[Excerpt to read]

OGBench: Benchmarking Offline Goal-Conditioned RL

Really good for surveys of different goal-conditioned implementations.

I’m mostly going to focus on cube-triple for now, trying to understand what the state-based representation actually encodes?

This is the script that they used to generate:

Cube-single

(Pdb) train_dataset['observations'].shape
(1000000, 28)

Cube-double

(Pdb) train_dataset['observations'].shape
(3000000, 37)

Cube-triple

(Pdb) train_dataset['observations'].shape
(3000000, 46)
  • 46 dimensional data interesting
Got it — using the raw next_ob (flat vector of length 27) with this layout:

0:6 → joint_pos (6)
6:12 → joint_vel (6)
12:15 → effector_pos (x,y,z)
15 → effector_yaw
16 → gripper_opening
17 → gripper_vel
18 → gripper_contact
19:22 → block_0_pos (x,y,z)
22:26 → block_0_quat (w,x,y,z or env-specific; unused here)
26 → block_0_yaw

They have a helper function to explain what these keys mean:

env.compute_ob_info()

The actual compute_observation() function returns this: https://github.com/seohongpark/ogbench/blob/master/ogbench/manipspace/envs/cube_env.py#L766

def compute_observation(self):
    if self._ob_type == 'pixels':
        return self.get_pixel_observation()

[/Excerpt to read]
[Given information]

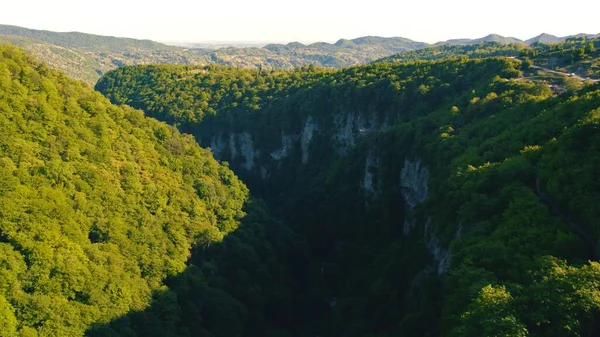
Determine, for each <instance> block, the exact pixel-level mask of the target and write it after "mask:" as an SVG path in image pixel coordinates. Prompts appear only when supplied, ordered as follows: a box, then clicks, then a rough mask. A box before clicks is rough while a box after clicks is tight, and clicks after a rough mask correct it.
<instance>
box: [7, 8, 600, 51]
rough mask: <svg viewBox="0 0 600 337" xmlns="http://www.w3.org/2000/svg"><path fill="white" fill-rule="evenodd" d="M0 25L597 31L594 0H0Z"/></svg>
mask: <svg viewBox="0 0 600 337" xmlns="http://www.w3.org/2000/svg"><path fill="white" fill-rule="evenodd" d="M2 2H3V4H2V9H1V10H0V24H8V25H16V26H22V27H27V28H33V29H44V30H52V31H79V32H84V33H90V34H98V35H110V36H119V37H132V38H141V39H151V40H156V41H161V42H173V41H179V42H205V41H237V42H242V41H247V42H291V41H300V42H316V41H325V42H334V41H337V40H338V39H340V38H356V37H360V36H366V35H375V36H384V37H392V36H400V37H406V38H409V39H412V40H416V41H423V42H429V43H433V42H438V41H443V40H448V39H453V38H479V37H483V36H485V35H488V34H490V33H496V34H500V35H503V36H512V37H517V38H520V39H528V38H531V37H534V36H536V35H539V34H540V33H543V32H545V33H549V34H554V35H558V36H565V35H572V34H577V33H593V34H597V33H600V20H598V13H600V1H599V0H571V1H563V2H558V1H554V0H552V1H539V0H501V1H485V0H478V1H476V0H416V1H406V0H385V1H383V0H368V1H364V0H363V1H355V0H345V1H338V0H331V1H327V0H301V1H297V0H296V1H292V0H287V1H286V0H254V1H249V0H211V1H205V0H169V1H164V0H145V1H140V0H102V1H88V0H3V1H2Z"/></svg>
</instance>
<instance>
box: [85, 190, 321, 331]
mask: <svg viewBox="0 0 600 337" xmlns="http://www.w3.org/2000/svg"><path fill="white" fill-rule="evenodd" d="M246 212H247V216H246V217H245V218H244V220H243V222H242V224H241V225H240V227H239V228H238V229H237V230H236V231H235V232H233V233H231V234H230V235H228V236H227V237H226V238H225V239H224V240H223V241H222V242H220V243H218V244H214V245H212V246H211V247H208V248H201V247H196V248H195V249H194V251H193V252H192V254H191V255H192V256H191V257H190V259H189V264H188V268H187V269H186V270H185V271H184V272H183V273H181V274H179V275H177V276H174V277H171V278H169V279H167V280H166V281H165V286H164V287H163V288H162V289H159V290H157V291H156V292H155V294H154V296H153V301H152V305H151V306H150V307H148V308H147V309H146V310H144V311H141V312H132V313H129V314H127V315H126V316H123V317H120V318H117V319H115V320H113V321H112V322H109V323H107V324H96V325H94V326H92V327H91V328H90V329H89V330H88V331H87V335H88V336H94V337H98V336H131V337H134V336H207V337H208V336H210V337H213V336H214V337H219V336H273V337H275V336H292V335H298V334H300V335H305V334H308V333H312V334H314V333H313V332H314V331H316V330H317V329H318V325H319V321H320V320H322V319H323V317H324V314H325V311H326V310H327V308H328V306H327V303H326V302H325V301H324V300H323V298H324V297H323V296H322V295H321V291H319V290H318V285H317V286H315V284H318V282H317V283H315V282H314V279H313V280H311V279H310V278H311V277H316V278H318V273H314V272H311V270H313V269H315V268H312V267H311V261H310V258H309V250H308V246H307V245H306V243H305V242H304V241H303V240H302V239H301V238H300V237H299V236H298V235H296V234H295V233H294V232H292V231H291V230H290V229H289V228H288V227H286V226H284V225H282V224H281V223H280V222H278V221H277V220H275V219H274V218H272V217H271V216H270V215H269V213H268V211H267V208H266V206H265V204H264V203H263V202H262V201H257V200H253V201H251V202H249V203H248V204H247V205H246ZM311 275H312V276H311ZM307 322H310V323H308V324H307Z"/></svg>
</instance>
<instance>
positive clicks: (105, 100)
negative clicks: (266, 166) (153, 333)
mask: <svg viewBox="0 0 600 337" xmlns="http://www.w3.org/2000/svg"><path fill="white" fill-rule="evenodd" d="M0 130H2V131H1V133H2V137H0V251H1V253H0V335H1V336H17V335H18V336H36V335H39V336H77V335H82V334H83V333H84V331H85V330H87V329H88V328H89V327H90V325H91V324H93V323H96V324H97V323H106V322H109V321H110V320H112V319H115V318H117V317H120V316H122V315H124V314H126V313H128V312H130V311H135V310H138V311H139V310H143V309H145V308H146V307H147V306H148V305H149V303H150V301H151V298H152V295H153V293H155V292H157V291H164V286H163V285H162V281H163V280H164V279H165V278H166V277H173V276H175V275H177V274H179V273H181V272H183V271H184V269H185V268H186V261H187V260H188V257H189V255H190V254H191V250H192V248H193V247H206V246H210V245H212V244H215V243H217V242H220V241H222V239H223V237H224V236H225V235H226V234H228V233H230V232H232V231H234V230H235V229H236V228H237V227H238V222H239V219H240V217H241V216H242V215H243V212H242V205H243V204H244V202H245V201H246V199H247V196H248V190H247V188H246V187H245V185H243V184H242V183H241V182H240V181H239V180H238V179H237V177H236V176H235V175H234V174H233V173H232V172H231V170H229V168H227V166H223V165H220V164H218V163H217V162H216V161H215V160H214V159H213V158H212V156H211V154H210V152H209V151H208V150H204V149H201V148H200V147H199V146H198V145H197V144H196V143H195V141H194V139H193V138H192V137H191V136H186V135H181V134H180V133H179V132H177V131H176V130H175V129H174V128H173V127H170V126H167V125H166V124H163V123H160V122H157V121H155V120H152V119H149V118H146V117H144V116H143V113H142V112H141V111H138V110H134V109H132V108H129V107H116V106H114V105H112V104H110V103H109V102H108V100H106V99H105V98H104V97H102V96H101V95H100V94H99V93H97V92H95V91H93V90H91V89H90V88H88V87H86V86H85V85H83V84H82V83H79V82H75V81H73V80H70V79H68V78H67V77H66V76H64V75H63V74H62V73H58V72H56V71H54V70H51V69H49V68H48V67H47V66H46V65H44V64H41V63H39V62H38V61H36V60H33V59H31V58H30V57H28V56H26V55H25V54H24V53H23V52H22V51H20V50H18V49H16V48H14V47H9V46H4V45H2V46H0Z"/></svg>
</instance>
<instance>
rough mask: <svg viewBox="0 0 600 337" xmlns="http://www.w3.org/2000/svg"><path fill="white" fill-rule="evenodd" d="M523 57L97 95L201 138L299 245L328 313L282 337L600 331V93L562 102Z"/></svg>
mask: <svg viewBox="0 0 600 337" xmlns="http://www.w3.org/2000/svg"><path fill="white" fill-rule="evenodd" d="M536 48H537V47H536ZM536 57H540V58H541V57H549V55H548V54H543V53H540V54H539V55H537V56H536ZM528 66H529V64H528V63H526V62H521V61H519V60H515V59H509V58H478V59H469V58H453V59H442V60H438V61H416V62H403V63H393V64H392V63H386V62H384V63H376V64H372V65H367V66H361V67H352V68H347V69H342V70H336V71H333V70H321V69H316V68H312V67H306V68H303V69H300V70H296V71H294V72H271V71H264V70H263V71H258V70H241V69H231V68H224V67H218V66H210V67H189V66H143V67H124V68H121V69H118V70H115V71H113V72H110V73H109V74H107V75H106V76H105V77H104V78H102V79H101V80H100V81H99V83H98V84H97V86H96V88H97V89H98V90H100V91H101V92H103V93H104V94H105V95H107V97H109V98H110V99H111V100H112V101H113V102H115V103H117V104H130V105H132V106H134V107H136V108H141V109H143V110H145V111H146V113H147V114H148V115H150V116H153V117H156V118H158V119H160V120H164V121H167V122H169V123H173V124H174V125H177V126H178V127H179V128H181V129H182V130H185V131H186V132H191V133H193V134H194V135H195V136H196V138H197V139H198V140H199V141H200V142H201V144H203V145H204V146H209V147H210V148H211V150H212V152H213V153H214V154H215V156H216V157H217V158H219V159H221V160H227V161H228V162H230V165H231V167H232V168H233V169H234V170H235V171H236V173H238V174H239V175H240V176H241V177H242V178H243V179H244V180H245V181H246V182H247V183H248V185H249V187H250V189H251V190H252V191H253V192H254V193H256V194H258V195H260V196H262V197H264V198H265V199H266V201H267V203H268V204H269V205H270V207H271V209H272V210H273V212H274V214H275V215H276V216H278V217H280V218H281V219H282V220H283V221H284V223H285V224H286V225H287V226H289V228H291V229H293V230H294V231H296V232H297V233H298V235H299V236H300V237H302V238H304V240H305V242H306V245H307V247H308V248H307V252H308V254H309V255H308V256H307V258H308V260H309V262H308V267H307V268H304V269H301V270H300V272H301V273H302V275H304V276H305V279H304V280H303V281H304V282H306V284H307V285H308V287H309V289H311V290H310V291H309V292H308V294H310V296H308V297H309V298H312V299H314V303H315V305H316V307H319V306H318V303H319V301H320V303H321V306H320V308H321V311H320V312H319V315H318V318H316V317H310V316H309V315H306V314H305V315H301V316H299V317H301V319H299V322H302V325H301V326H290V325H286V326H284V327H285V330H281V331H279V332H278V333H281V334H280V335H282V336H289V335H291V336H309V335H315V334H320V335H322V336H441V335H443V336H580V335H581V336H587V335H595V334H597V333H598V332H599V331H600V330H599V328H598V326H597V315H598V311H599V309H600V300H599V299H600V288H599V287H600V264H598V262H597V261H598V256H599V255H598V254H599V253H598V251H597V247H598V237H599V236H598V235H599V231H600V228H599V227H598V221H597V219H598V218H599V217H600V214H599V213H598V212H599V209H598V207H596V203H597V197H598V195H599V194H600V185H599V184H598V181H597V167H598V165H600V148H599V147H598V144H600V138H599V135H600V133H599V132H598V130H599V127H600V87H599V86H598V84H593V83H591V82H588V83H583V82H582V83H581V85H579V86H574V87H572V88H569V89H568V90H567V92H564V93H562V94H560V95H557V94H556V91H553V90H552V89H551V87H550V86H549V83H548V82H545V80H547V79H546V78H535V77H534V78H532V77H530V76H523V74H524V72H523V71H528V68H527V67H528ZM193 293H194V291H193V290H190V292H189V293H188V294H190V295H188V296H192V294H193ZM306 308H308V309H310V308H311V306H307V307H306ZM183 311H185V310H183ZM185 326H186V325H185V324H183V323H182V325H180V327H185ZM303 328H304V329H303ZM137 331H140V330H137ZM182 335H185V334H182ZM217 335H219V334H217ZM239 335H242V336H252V335H254V334H253V333H252V331H250V330H248V329H242V330H240V331H239ZM219 336H226V334H220V335H219Z"/></svg>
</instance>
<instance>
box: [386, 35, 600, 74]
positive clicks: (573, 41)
mask: <svg viewBox="0 0 600 337" xmlns="http://www.w3.org/2000/svg"><path fill="white" fill-rule="evenodd" d="M599 49H600V38H585V37H578V38H569V39H567V40H566V41H563V42H560V43H553V44H544V43H540V42H536V43H534V44H533V45H531V46H527V45H524V44H501V43H498V42H482V43H478V44H471V45H442V46H436V47H430V48H424V49H419V50H415V51H408V52H403V53H398V54H395V55H392V56H389V57H385V58H383V59H381V60H379V61H378V62H414V61H417V60H441V59H445V58H452V57H464V56H467V57H470V58H485V57H492V56H506V57H518V58H521V59H526V60H528V62H531V64H532V65H536V66H538V67H543V68H547V69H551V70H556V71H560V72H563V73H568V74H570V73H575V74H577V75H578V76H581V77H590V78H592V79H597V78H600V51H599Z"/></svg>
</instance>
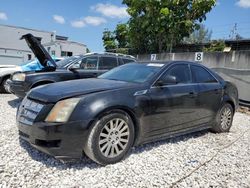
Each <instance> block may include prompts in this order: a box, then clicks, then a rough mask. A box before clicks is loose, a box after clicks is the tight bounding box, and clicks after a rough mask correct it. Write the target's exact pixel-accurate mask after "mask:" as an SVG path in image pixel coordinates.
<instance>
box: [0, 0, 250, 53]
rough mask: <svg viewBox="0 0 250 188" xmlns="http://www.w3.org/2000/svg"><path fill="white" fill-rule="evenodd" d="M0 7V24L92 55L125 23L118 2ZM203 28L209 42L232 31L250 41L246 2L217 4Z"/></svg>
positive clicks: (121, 11) (249, 5)
mask: <svg viewBox="0 0 250 188" xmlns="http://www.w3.org/2000/svg"><path fill="white" fill-rule="evenodd" d="M0 5H1V6H0V24H5V25H14V26H21V27H28V28H32V29H39V30H45V31H56V34H57V35H63V36H67V37H69V40H73V41H77V42H81V43H83V44H86V45H87V47H88V48H89V49H90V50H91V51H92V52H93V51H95V52H100V51H103V50H104V48H103V43H102V32H103V31H104V29H105V28H108V29H110V30H114V28H115V26H116V25H117V24H118V23H121V22H122V23H124V22H127V21H128V19H129V15H128V14H127V12H126V6H125V5H123V4H122V0H104V1H100V0H71V1H69V0H0ZM203 24H204V25H205V26H206V28H208V29H209V30H212V39H229V38H230V37H232V36H233V34H232V33H233V32H232V30H234V31H235V32H234V33H239V34H240V35H241V36H242V37H244V38H249V39H250V0H218V1H217V5H216V6H215V7H214V8H213V9H212V11H211V12H209V13H208V14H207V19H206V21H204V23H203ZM6 40H7V39H6Z"/></svg>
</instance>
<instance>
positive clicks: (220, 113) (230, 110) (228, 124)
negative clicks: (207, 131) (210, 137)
mask: <svg viewBox="0 0 250 188" xmlns="http://www.w3.org/2000/svg"><path fill="white" fill-rule="evenodd" d="M233 115H234V111H233V108H232V106H231V105H230V104H229V103H225V104H224V105H223V106H222V107H221V109H220V110H219V112H218V114H217V116H216V122H215V124H214V127H213V128H212V131H213V132H215V133H222V132H228V131H229V130H230V128H231V126H232V122H233Z"/></svg>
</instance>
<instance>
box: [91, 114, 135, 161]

[/Given information]

▶ _Brief_: Reproduce everything in the OGBench notes above from "15 → effector_yaw" down to "env-specific; unused here)", word for word.

▶ _Completed exercise_:
15 → effector_yaw
16 → gripper_opening
17 → gripper_vel
18 → gripper_contact
19:22 → block_0_pos (x,y,z)
22:26 → block_0_quat (w,x,y,z or env-specific; unused here)